--- BEGIN ---
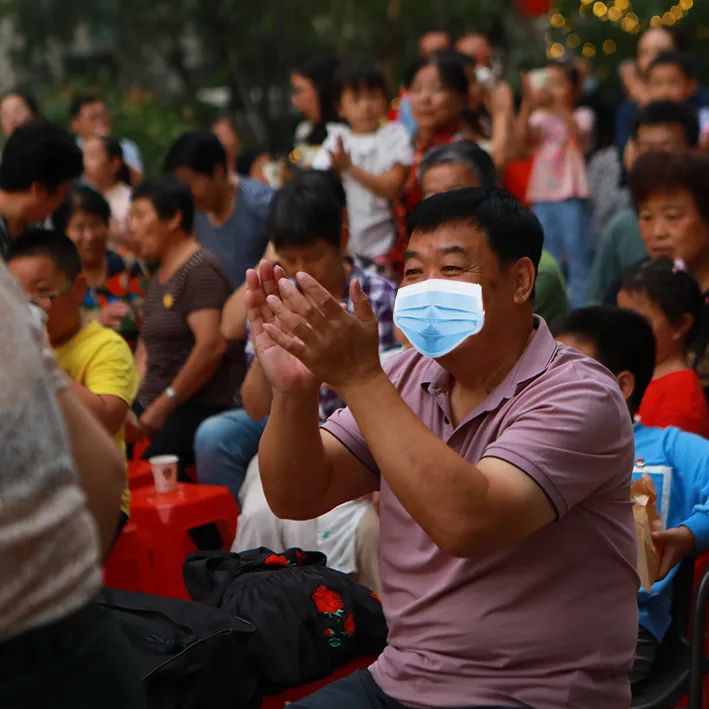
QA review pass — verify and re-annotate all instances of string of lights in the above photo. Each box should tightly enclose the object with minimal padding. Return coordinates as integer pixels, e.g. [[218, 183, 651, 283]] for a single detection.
[[547, 0, 709, 59]]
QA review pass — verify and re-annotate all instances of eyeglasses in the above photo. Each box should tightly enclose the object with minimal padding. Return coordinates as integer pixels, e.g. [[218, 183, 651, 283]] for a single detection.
[[30, 280, 74, 305]]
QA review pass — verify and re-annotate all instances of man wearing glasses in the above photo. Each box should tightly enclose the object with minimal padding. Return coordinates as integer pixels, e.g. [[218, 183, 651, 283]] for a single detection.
[[8, 229, 138, 533]]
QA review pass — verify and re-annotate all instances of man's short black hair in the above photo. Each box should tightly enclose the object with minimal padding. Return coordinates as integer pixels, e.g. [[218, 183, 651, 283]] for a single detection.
[[163, 131, 227, 177], [556, 305, 655, 413], [335, 60, 389, 101], [131, 175, 194, 234], [418, 140, 498, 187], [407, 187, 544, 269], [8, 228, 81, 281], [647, 52, 698, 81], [633, 101, 699, 148], [51, 185, 111, 232], [69, 93, 103, 118], [0, 120, 84, 192], [268, 170, 342, 251]]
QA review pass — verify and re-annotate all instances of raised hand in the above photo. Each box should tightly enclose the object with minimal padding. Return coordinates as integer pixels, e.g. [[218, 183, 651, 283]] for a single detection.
[[246, 260, 320, 391], [263, 273, 382, 398]]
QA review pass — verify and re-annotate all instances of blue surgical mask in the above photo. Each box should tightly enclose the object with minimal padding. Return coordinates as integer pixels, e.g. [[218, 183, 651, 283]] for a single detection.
[[394, 278, 485, 359]]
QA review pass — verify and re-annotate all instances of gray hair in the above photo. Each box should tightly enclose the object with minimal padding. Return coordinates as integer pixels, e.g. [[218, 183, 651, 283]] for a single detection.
[[417, 140, 497, 187]]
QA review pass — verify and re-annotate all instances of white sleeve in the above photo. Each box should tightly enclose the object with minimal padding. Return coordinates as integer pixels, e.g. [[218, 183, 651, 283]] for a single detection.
[[385, 121, 414, 167]]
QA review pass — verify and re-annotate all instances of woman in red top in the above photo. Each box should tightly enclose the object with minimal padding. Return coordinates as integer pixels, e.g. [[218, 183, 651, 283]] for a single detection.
[[404, 52, 473, 213], [618, 259, 709, 438]]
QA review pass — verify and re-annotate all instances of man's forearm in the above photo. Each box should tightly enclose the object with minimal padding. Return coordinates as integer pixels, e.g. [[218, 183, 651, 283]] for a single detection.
[[259, 389, 330, 519]]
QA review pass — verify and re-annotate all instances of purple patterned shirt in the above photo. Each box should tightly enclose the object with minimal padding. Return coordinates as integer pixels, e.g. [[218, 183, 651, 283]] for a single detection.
[[246, 256, 399, 421]]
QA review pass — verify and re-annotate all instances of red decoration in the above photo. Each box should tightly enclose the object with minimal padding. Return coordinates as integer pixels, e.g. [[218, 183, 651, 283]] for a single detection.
[[311, 586, 345, 613], [518, 0, 551, 17]]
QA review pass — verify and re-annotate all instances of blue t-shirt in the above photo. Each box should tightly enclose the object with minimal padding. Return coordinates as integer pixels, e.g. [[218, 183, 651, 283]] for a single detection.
[[633, 423, 709, 641], [194, 175, 274, 289]]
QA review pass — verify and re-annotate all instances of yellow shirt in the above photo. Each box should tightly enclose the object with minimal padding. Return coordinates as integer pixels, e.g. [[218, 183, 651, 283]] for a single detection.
[[55, 322, 138, 514]]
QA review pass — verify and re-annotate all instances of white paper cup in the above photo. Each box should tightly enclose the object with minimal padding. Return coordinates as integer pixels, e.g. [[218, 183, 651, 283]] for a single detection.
[[148, 455, 180, 492]]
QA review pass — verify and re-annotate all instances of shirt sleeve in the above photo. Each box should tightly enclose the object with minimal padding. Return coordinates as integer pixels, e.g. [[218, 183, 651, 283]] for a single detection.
[[482, 362, 634, 518], [665, 429, 709, 552], [180, 263, 229, 316], [384, 121, 414, 167], [82, 333, 138, 406]]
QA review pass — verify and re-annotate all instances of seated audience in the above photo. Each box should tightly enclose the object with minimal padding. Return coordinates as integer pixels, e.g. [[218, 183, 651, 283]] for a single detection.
[[195, 172, 397, 586], [518, 61, 595, 305], [0, 120, 83, 259], [9, 229, 138, 532], [419, 141, 569, 328], [164, 133, 273, 289], [69, 94, 143, 185], [248, 188, 637, 709], [83, 135, 135, 256], [52, 186, 149, 346], [131, 178, 237, 480], [558, 306, 709, 684], [618, 259, 709, 438], [312, 59, 413, 265], [0, 256, 147, 709], [628, 152, 709, 393], [0, 89, 39, 138], [585, 101, 699, 305]]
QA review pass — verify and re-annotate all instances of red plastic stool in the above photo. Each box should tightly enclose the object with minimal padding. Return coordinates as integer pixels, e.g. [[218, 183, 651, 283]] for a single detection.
[[128, 460, 153, 490], [103, 522, 156, 593], [131, 483, 239, 599]]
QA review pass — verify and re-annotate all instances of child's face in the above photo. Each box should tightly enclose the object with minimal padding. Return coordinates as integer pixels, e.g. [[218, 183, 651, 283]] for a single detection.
[[647, 64, 697, 103], [340, 86, 387, 133], [617, 290, 683, 365]]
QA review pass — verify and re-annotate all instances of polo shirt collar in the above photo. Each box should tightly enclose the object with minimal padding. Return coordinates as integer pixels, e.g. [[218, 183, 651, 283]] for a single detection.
[[421, 315, 558, 414]]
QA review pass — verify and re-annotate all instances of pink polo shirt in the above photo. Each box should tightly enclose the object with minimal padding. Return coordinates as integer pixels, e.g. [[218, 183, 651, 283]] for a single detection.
[[324, 318, 638, 709]]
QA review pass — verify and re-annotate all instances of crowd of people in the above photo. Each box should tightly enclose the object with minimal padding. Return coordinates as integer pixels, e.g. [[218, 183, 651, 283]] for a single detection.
[[0, 19, 709, 709]]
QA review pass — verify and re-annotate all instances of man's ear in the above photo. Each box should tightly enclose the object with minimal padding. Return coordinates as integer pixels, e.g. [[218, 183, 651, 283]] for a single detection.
[[615, 369, 635, 401], [72, 273, 88, 305], [512, 256, 537, 305]]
--- END ---
WORK INSTRUCTIONS: Give again everything from the start of the lines down to the line containing "[[8, 229, 138, 533]]", requests included, and shift each bounding-box coordinate in the answers by adding 80, leaving the numbers in the requests and their sample coordinates as they are. Leave the pictures out.

EXERCISE SOLUTION:
QA review pass — verify and re-annotate all instances of string of lights in the above photo. Each box should tightly enclose the object with minimal padding. Return coordinates as integer pixels, e.g. [[218, 183, 651, 283]] for a single detection.
[[627, 80, 789, 139]]
QA review pass — verify and re-annotate all instances of eyeglasses in the above photo. Each box should tightly enclose the object with minimal padding. Return coordinates as integer pixels, e.g. [[218, 183, 651, 283]] for a single detection.
[[110, 360, 154, 385]]
QA review pass — verify and re-annotate all instances of man wearing glasses in the above photo. Each box should tightly enclose the object with minimal padding. Return coordinates as integer pixels, e.g. [[218, 183, 651, 283]] for a single detection.
[[88, 309, 218, 613]]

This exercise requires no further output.